----- Data

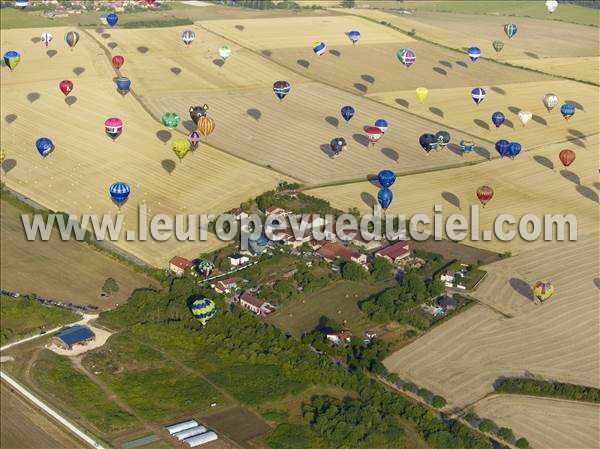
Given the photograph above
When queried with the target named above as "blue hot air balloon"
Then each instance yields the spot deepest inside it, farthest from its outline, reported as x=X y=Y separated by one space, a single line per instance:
x=498 y=118
x=386 y=178
x=478 y=95
x=119 y=192
x=474 y=53
x=385 y=197
x=44 y=146
x=347 y=113
x=112 y=19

----------

Instructions for the task: All that is wanted is the set of lines from the one with "When queried with" through the last line of the entries, both included, output exactly.

Exercise result:
When queried with the target named above as "blue hot air balloon"
Then each instance yields the spot deepest inside it, farthest from its outline, reported as x=X y=Y separated by one space, a single line per instance:
x=498 y=118
x=386 y=178
x=478 y=95
x=119 y=192
x=474 y=53
x=385 y=197
x=44 y=146
x=347 y=113
x=112 y=19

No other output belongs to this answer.